WHAT YOU SHOULD DO:
Reproduce the lines below word for word, from the first one through the line containing "x=169 y=275". Leave the pictures out.

>> start DATASET RECORDS

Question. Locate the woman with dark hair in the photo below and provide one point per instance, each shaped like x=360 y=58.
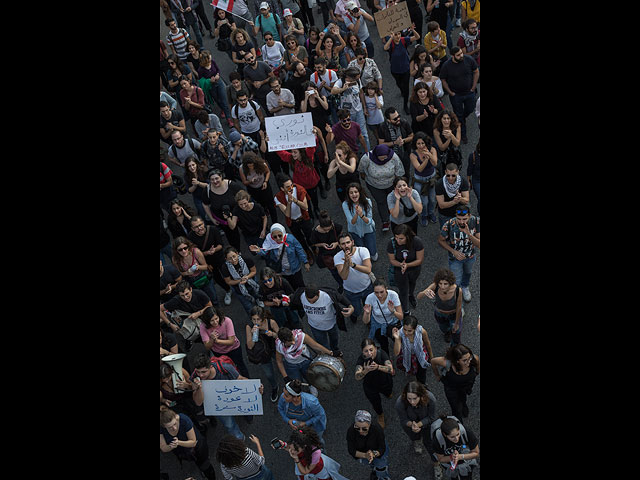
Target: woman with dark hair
x=454 y=445
x=240 y=462
x=446 y=133
x=275 y=292
x=447 y=302
x=404 y=204
x=239 y=272
x=412 y=348
x=219 y=336
x=304 y=447
x=375 y=369
x=358 y=211
x=299 y=409
x=457 y=371
x=424 y=159
x=262 y=351
x=255 y=174
x=177 y=435
x=416 y=408
x=192 y=265
x=378 y=168
x=423 y=109
x=406 y=254
x=325 y=239
x=343 y=166
x=383 y=309
x=179 y=218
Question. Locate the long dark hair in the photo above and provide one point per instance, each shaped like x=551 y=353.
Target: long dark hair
x=363 y=200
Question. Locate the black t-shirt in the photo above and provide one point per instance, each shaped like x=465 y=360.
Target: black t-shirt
x=377 y=379
x=224 y=270
x=250 y=222
x=440 y=190
x=213 y=239
x=198 y=301
x=459 y=76
x=402 y=250
x=169 y=275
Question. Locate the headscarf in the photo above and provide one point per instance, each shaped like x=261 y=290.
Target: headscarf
x=381 y=150
x=269 y=243
x=363 y=416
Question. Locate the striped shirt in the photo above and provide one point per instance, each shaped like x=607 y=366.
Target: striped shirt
x=179 y=42
x=249 y=466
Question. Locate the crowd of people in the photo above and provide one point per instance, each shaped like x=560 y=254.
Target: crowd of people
x=242 y=224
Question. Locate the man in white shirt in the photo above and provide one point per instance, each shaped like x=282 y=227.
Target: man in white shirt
x=320 y=308
x=354 y=266
x=280 y=101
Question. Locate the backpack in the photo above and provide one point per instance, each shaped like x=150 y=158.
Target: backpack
x=261 y=351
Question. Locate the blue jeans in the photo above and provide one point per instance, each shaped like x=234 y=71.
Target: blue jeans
x=297 y=371
x=326 y=338
x=219 y=94
x=357 y=299
x=463 y=105
x=358 y=117
x=231 y=425
x=369 y=241
x=462 y=269
x=429 y=199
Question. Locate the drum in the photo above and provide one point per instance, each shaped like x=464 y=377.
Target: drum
x=326 y=372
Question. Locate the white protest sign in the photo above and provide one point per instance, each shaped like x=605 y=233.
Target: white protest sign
x=290 y=131
x=392 y=19
x=232 y=397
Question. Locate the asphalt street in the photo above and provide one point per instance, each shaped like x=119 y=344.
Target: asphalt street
x=341 y=405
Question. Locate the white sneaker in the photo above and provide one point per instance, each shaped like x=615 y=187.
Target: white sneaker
x=466 y=294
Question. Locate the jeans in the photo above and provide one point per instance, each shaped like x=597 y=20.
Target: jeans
x=463 y=105
x=297 y=371
x=358 y=117
x=326 y=338
x=462 y=269
x=219 y=94
x=368 y=241
x=357 y=299
x=428 y=200
x=231 y=425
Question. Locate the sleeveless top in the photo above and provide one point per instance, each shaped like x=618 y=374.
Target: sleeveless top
x=445 y=305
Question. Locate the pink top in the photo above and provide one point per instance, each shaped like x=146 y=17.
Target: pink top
x=225 y=330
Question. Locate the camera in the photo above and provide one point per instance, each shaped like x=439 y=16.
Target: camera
x=277 y=444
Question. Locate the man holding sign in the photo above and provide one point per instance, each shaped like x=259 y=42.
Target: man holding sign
x=210 y=369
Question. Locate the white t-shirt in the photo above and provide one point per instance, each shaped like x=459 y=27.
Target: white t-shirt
x=356 y=281
x=249 y=120
x=322 y=314
x=295 y=209
x=378 y=314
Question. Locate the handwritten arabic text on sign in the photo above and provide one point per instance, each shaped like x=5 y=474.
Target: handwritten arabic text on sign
x=392 y=19
x=232 y=397
x=290 y=131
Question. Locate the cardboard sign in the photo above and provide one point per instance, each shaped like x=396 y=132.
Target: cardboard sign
x=393 y=19
x=232 y=397
x=290 y=131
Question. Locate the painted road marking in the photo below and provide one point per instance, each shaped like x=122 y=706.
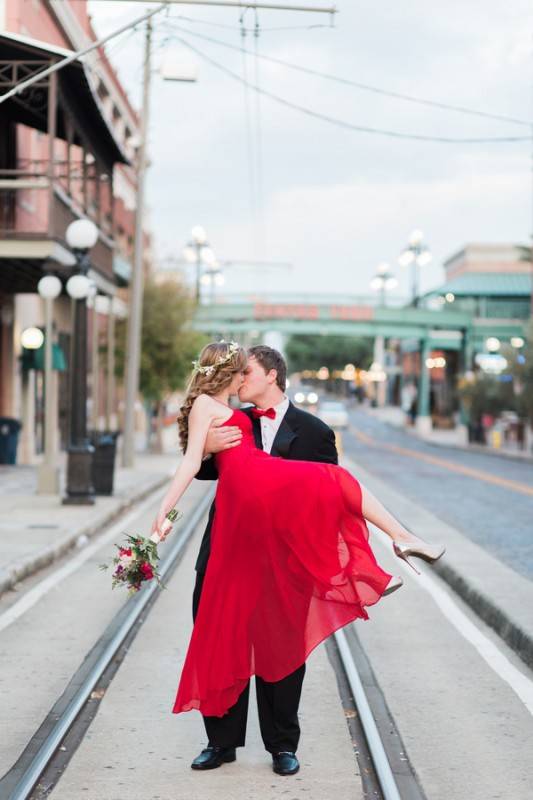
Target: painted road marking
x=479 y=474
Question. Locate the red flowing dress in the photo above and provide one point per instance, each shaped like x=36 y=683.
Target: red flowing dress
x=290 y=563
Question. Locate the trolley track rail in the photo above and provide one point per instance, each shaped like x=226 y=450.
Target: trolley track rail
x=20 y=780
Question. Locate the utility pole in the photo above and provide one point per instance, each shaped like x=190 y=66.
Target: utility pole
x=135 y=317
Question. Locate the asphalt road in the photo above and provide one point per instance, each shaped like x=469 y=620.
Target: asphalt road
x=487 y=498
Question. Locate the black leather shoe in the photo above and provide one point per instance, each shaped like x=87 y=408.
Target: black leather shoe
x=213 y=757
x=285 y=763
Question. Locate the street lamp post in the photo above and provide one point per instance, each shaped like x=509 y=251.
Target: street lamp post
x=212 y=278
x=418 y=255
x=81 y=236
x=382 y=281
x=197 y=251
x=49 y=289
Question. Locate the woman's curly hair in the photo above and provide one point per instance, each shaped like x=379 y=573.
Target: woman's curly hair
x=210 y=381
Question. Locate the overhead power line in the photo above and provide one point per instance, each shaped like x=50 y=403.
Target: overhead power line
x=357 y=84
x=343 y=123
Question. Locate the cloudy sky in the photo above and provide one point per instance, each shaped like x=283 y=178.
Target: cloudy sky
x=331 y=201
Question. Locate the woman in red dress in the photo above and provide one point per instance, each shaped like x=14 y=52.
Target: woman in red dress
x=290 y=560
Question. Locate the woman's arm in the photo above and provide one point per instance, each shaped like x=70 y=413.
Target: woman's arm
x=200 y=418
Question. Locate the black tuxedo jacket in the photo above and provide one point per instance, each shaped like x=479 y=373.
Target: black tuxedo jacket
x=301 y=436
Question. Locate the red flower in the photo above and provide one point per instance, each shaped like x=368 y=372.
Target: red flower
x=146 y=570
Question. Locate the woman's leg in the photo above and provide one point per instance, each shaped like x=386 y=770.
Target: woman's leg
x=377 y=514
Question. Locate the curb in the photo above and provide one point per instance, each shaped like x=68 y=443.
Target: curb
x=485 y=451
x=513 y=626
x=45 y=557
x=519 y=640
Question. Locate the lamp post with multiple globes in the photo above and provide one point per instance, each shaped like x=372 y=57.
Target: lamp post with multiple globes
x=81 y=236
x=382 y=281
x=417 y=254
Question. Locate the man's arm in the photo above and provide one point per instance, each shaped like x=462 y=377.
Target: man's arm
x=219 y=437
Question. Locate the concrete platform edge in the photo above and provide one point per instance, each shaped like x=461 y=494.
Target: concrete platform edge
x=518 y=639
x=514 y=629
x=49 y=554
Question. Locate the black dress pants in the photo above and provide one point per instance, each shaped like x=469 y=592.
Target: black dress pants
x=277 y=705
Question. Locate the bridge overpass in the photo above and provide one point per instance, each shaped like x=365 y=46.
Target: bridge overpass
x=251 y=319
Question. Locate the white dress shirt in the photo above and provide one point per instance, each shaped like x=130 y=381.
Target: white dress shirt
x=270 y=427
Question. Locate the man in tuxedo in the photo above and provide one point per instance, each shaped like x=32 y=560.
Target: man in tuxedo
x=286 y=431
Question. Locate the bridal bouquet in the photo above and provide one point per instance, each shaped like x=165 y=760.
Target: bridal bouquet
x=138 y=558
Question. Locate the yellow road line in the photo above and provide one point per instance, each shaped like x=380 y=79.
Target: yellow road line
x=479 y=474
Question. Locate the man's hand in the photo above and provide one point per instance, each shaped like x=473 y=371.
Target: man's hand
x=221 y=437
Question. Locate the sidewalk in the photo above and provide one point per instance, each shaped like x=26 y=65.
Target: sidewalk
x=35 y=530
x=496 y=593
x=455 y=438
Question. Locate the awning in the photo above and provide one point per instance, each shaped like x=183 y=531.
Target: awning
x=76 y=88
x=487 y=284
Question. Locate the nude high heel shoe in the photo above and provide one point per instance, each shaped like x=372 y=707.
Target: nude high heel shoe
x=428 y=552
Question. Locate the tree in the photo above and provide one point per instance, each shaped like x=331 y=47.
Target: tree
x=307 y=351
x=168 y=344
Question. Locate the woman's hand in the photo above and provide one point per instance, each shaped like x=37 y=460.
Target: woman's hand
x=157 y=525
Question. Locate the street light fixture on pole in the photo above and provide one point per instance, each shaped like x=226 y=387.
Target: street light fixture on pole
x=383 y=281
x=213 y=277
x=419 y=255
x=49 y=289
x=81 y=236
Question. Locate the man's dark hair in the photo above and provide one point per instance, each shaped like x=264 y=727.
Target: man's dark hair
x=270 y=359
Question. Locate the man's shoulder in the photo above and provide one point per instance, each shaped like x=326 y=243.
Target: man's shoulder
x=306 y=419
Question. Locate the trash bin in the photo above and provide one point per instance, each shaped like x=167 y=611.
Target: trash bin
x=103 y=467
x=9 y=435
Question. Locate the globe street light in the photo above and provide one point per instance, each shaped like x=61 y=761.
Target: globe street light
x=383 y=281
x=418 y=254
x=213 y=277
x=49 y=288
x=81 y=236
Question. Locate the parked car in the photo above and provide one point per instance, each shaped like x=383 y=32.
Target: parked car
x=334 y=414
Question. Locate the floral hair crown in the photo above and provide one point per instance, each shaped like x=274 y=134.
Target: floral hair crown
x=208 y=370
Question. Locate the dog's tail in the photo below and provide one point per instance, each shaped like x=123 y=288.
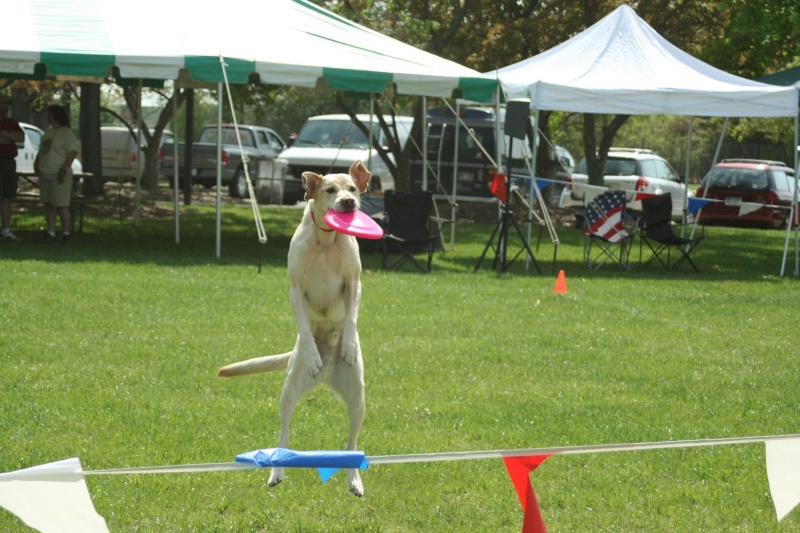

>> end DATASET RECORDS

TASK RESULT:
Question. Locate the woman with dark hair in the photo below and provide one point per instance, each shaped like x=360 y=58.
Target: woman with dark hair
x=454 y=445
x=240 y=462
x=446 y=133
x=275 y=292
x=447 y=302
x=404 y=204
x=239 y=272
x=412 y=348
x=219 y=336
x=304 y=447
x=375 y=369
x=358 y=211
x=299 y=409
x=457 y=371
x=424 y=159
x=262 y=351
x=255 y=174
x=177 y=435
x=416 y=408
x=192 y=265
x=378 y=168
x=423 y=109
x=406 y=254
x=325 y=239
x=343 y=166
x=383 y=309
x=179 y=218
Question. Locate the long dark hair in the photo above and provide one point per instance, each shaped like x=551 y=353.
Target: long dark hair
x=363 y=200
Question. Locate the black t-shirt in the photo above and provide one point per instance, each shaped like x=465 y=360.
Target: black t-shirt
x=377 y=379
x=224 y=270
x=250 y=222
x=440 y=190
x=213 y=239
x=198 y=301
x=459 y=76
x=402 y=250
x=169 y=275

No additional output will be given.